<<<<

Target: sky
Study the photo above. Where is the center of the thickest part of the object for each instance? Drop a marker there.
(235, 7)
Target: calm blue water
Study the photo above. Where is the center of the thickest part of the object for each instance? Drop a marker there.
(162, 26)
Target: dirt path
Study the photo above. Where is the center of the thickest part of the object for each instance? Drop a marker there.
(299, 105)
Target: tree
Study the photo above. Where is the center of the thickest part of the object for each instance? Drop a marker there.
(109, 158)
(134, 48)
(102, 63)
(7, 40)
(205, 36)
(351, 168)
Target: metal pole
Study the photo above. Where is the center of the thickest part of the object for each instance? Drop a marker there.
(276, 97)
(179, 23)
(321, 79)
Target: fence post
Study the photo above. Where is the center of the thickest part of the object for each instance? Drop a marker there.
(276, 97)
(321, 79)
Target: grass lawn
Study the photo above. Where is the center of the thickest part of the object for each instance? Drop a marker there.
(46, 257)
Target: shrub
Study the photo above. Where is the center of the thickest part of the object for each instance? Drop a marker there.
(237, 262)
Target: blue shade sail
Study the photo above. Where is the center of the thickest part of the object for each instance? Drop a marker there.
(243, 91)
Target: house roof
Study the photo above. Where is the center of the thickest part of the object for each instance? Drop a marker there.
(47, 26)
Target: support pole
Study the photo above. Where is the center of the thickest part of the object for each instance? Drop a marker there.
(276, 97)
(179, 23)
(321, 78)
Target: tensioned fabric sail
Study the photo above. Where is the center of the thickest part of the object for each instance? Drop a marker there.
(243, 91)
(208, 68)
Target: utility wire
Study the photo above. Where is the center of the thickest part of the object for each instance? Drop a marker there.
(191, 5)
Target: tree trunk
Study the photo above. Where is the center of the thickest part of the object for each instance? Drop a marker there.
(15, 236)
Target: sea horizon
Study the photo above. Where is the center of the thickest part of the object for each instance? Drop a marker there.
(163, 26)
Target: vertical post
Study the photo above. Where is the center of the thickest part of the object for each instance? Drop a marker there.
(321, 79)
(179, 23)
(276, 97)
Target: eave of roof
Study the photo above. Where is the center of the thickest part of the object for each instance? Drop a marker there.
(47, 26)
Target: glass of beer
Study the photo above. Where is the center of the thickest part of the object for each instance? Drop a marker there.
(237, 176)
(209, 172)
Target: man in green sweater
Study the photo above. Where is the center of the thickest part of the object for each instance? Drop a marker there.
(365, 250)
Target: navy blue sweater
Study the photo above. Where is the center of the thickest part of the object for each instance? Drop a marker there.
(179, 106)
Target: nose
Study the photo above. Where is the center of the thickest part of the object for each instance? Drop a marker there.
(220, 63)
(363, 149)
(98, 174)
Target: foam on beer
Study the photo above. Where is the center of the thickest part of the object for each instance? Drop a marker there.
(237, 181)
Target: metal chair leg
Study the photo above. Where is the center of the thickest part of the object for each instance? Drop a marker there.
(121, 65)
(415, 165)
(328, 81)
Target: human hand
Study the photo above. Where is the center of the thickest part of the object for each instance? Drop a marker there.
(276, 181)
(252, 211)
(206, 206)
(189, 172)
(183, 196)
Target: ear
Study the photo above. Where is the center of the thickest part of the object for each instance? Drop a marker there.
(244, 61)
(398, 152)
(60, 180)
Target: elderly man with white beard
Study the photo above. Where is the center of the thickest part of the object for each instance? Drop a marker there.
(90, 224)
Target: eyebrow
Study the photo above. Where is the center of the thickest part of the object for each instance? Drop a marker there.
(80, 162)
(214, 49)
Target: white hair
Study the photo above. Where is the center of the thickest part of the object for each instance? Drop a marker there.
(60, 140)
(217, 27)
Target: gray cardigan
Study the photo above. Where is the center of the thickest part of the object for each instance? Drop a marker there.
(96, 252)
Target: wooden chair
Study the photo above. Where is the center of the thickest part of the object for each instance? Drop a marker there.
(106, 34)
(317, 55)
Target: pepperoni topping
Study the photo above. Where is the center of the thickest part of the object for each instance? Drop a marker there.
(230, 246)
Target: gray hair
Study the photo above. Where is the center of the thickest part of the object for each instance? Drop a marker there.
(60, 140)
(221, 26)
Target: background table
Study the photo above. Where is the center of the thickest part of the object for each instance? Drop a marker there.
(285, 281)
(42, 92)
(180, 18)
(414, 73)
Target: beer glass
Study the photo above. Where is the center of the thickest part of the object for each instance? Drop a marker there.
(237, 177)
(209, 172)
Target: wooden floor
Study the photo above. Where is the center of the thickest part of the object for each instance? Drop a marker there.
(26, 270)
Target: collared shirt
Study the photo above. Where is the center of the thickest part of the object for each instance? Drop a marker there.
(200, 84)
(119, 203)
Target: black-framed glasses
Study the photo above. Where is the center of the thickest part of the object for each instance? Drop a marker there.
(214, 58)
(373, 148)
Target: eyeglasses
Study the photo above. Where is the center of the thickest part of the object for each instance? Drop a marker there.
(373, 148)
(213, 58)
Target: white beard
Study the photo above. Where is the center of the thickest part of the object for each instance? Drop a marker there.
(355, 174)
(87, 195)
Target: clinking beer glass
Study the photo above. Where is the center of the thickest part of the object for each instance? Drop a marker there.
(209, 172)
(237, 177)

>>>>

§ **Set task**: Copy every line of the records word for word.

§ **Expected output**:
Target: sky
Study the photo above. Where is the center of the thickest part of the object for each instance? Drop a marker there.
(235, 7)
Target: calm blue water
Study the photo above. Where is the center of the thickest part of the object for each instance? Drop a marker there.
(162, 26)
Target: dirt path
Study the photo above. Where is the center of the thickest part of the object for each instance? Drop a marker there.
(299, 105)
Target: tree
Study the photo above. Where is the center of the thickest part of the object for each instance? Drop a marker there.
(109, 158)
(134, 48)
(102, 63)
(7, 40)
(205, 36)
(351, 168)
Target: metal pole
Study the photo above. Where is the center of the thickest part of the object for each instance? Drop a marker there.
(276, 97)
(179, 23)
(321, 79)
Target: fence post
Study the photo above. Where is the center of the thickest part of the object for each instance? Drop a marker there.
(276, 97)
(321, 79)
Target: grass lawn
Study the photo above. Where is the center of the thickest part of the object for each instance? Drop a marker there.
(46, 257)
Target: shrub
Study the photo above. Where is the center of the thickest part of the object for each instance? Drop a marker there.
(237, 262)
Target: blue shade sail
Study the photo above. Where is the center of the thickest part of the object for each instance? Drop a marker there.
(243, 91)
Target: house roof
Study the photo above. Where is the center of the thickest part of the object for each instance? Drop a marker there.
(47, 26)
Target: support pole
Study the photo above. Where is the center of the thickest part of the object for each instance? Drop a marker there.
(276, 97)
(179, 23)
(321, 78)
Target: tensioned fabric sail
Study the photo above. Where is the center of the thickest part of the object for each instance? Drop a marker there.
(243, 91)
(208, 68)
Target: utility wire
Study the photo above. Where is the center of the thickest part of the object for each instance? Drop a marker there.
(191, 5)
Target: tree trunk
Study the photo above. Where is the center of the thickest part of the object for each instance? Drop a marker there.
(15, 236)
Target: sea horizon
Study the photo above. Where is the center of the thickest part of the object for each instance? Drop a marker there.
(163, 26)
Target: vertical post
Study the photo above. Where is the center of the thickest part of the object for each instance? Drop a marker there.
(321, 79)
(179, 23)
(276, 97)
Target: eave of roof
Study the photo above. Where is the center of the thickest part of the object for each instance? Drop a marker there.
(47, 26)
Target: glass of beer
Study the photo above. Where is the center of the thickest part of the object for each instance? Drop a marker there.
(237, 176)
(209, 172)
Target: man in green sweater
Study the photo above. Where is the center of the thickest part of the object for each instance? Drop a marker there.
(365, 250)
Target: navy blue sweater
Study the photo above. Where is the center of the thickest part of the object for each instance? Drop a marker there.
(179, 106)
Target: nose
Study the photo above. Where is the center of the thickest part of the object for each instance? Drop a marker there.
(220, 63)
(363, 149)
(98, 174)
Target: foam on beer
Study the photo above. Where is the center of the thickest part of the object for each instance? Drop a marker there.
(237, 181)
Target: metal chair leg
Study the photo above. Where is the center of the thickest part of the object for each instance? Drop a marker there.
(121, 65)
(415, 165)
(328, 81)
Target: human hand
Study the photo above. Where is the center of the thickest part of the object for each instance? Drop a marker there.
(276, 181)
(252, 211)
(206, 206)
(189, 172)
(183, 196)
Target: ear
Study the photo above. Where is the center of the thickest part of the object for each instance? Drop a marker there.
(244, 61)
(398, 152)
(60, 180)
Target: elderly man with white beard
Study the photo above. Where is the center of the thickest part of the object for each instance? Drop a marker there.
(90, 224)
Target: eyebrow
Study the photo above. Where is the center of the thickest part of the object for each instance? Drop a marker there.
(80, 162)
(214, 49)
Target: white hair
Study the photo above. Where is the center of the thickest part of the object for each instance? Drop a marker there.
(60, 140)
(217, 27)
Target: gray cardigan
Study the photo above. Where is the center of the thickest part of the object for each instance? Drop a marker there.
(96, 252)
Target: wooden chair
Study the photo above. Where is the center of the thickest part of the object for each instance? Drop a marker there.
(106, 34)
(317, 55)
Target: pepperoni topping
Study the photo above. Where is the center of the thickest part of the object for each instance? Drop a marker there.
(230, 246)
Target: gray hair
Study the photo above. Where is the center of the thickest part of the object for each instance? Drop a marker there.
(60, 140)
(221, 26)
Target: background table
Study the photo above. Where is the center of the thickest part of the object for each instance? Drop a marker there.
(285, 281)
(42, 92)
(180, 18)
(414, 73)
Target: beer glass
Study the photo above. Where is the center of the thickest part of the object for each instance? Drop a marker there.
(237, 177)
(209, 172)
Target: wooden floor
Study the photo above. Where is the center of the thickest part of the object for each instance? Drop a marker there.
(26, 270)
Target: collared shirt
Study the photo above. Where is the center of the thickest part of the object for each instance? Drop a marker there.
(200, 84)
(119, 203)
Target: black-framed glasses
Study the photo above. Where is the center of the thickest part of the object for each instance? Drop a marker there.
(214, 58)
(373, 148)
Target: eyeglasses
Study the photo above. Where is the center of the thickest part of the object for each instance? Drop a marker there.
(373, 148)
(213, 58)
Target: white beard
Study the photo above. Where is the center of the thickest part of the object for each instance? Drop a marker there.
(355, 174)
(87, 195)
Target: clinking beer glass
Study the photo above. Where is the center of the thickest part of the object for each instance? Drop a marker there.
(209, 172)
(237, 177)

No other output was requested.